Extract every line of the entries below verbatim, omitting the pictures from your answer.

________________

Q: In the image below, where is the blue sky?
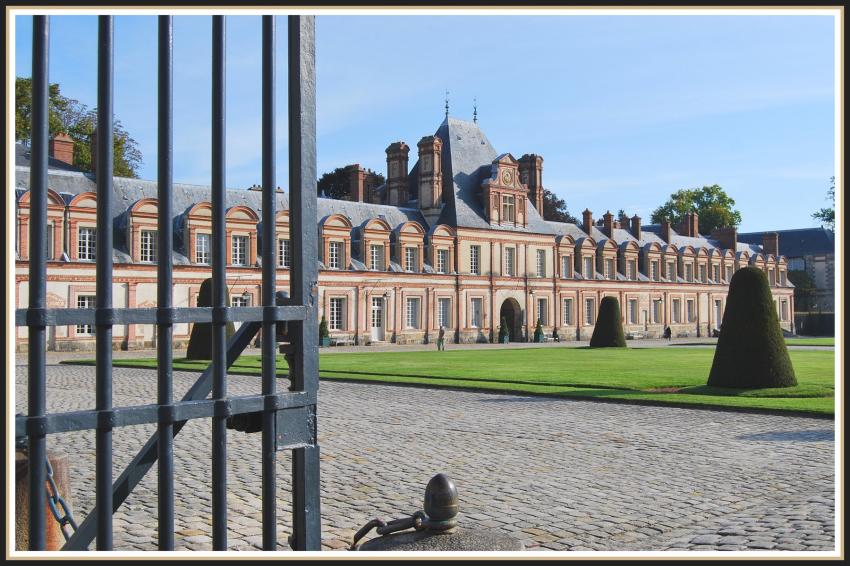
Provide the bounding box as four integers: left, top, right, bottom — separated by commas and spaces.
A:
15, 15, 835, 231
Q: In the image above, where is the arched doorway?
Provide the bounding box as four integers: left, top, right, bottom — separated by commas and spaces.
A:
499, 298, 523, 342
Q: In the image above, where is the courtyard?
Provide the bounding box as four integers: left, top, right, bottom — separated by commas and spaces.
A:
15, 356, 835, 552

________________

• _THE OUTPUT_
Q: In the image below, where is the blue sky?
Provide the bounding box as four integers: left, top, right, bottom — separated by commas and spaces.
A:
15, 15, 835, 231
Q: In the image above, where is the arched doorway?
Provide the bounding box as four integers: left, top, right, bottom — separated by commas and spaces.
A:
499, 298, 523, 342
Q: In the image above, where is the courtyard?
Provide the bounding box as four integers: left, top, right, bottom — separated by commas and spaces.
A:
15, 356, 835, 552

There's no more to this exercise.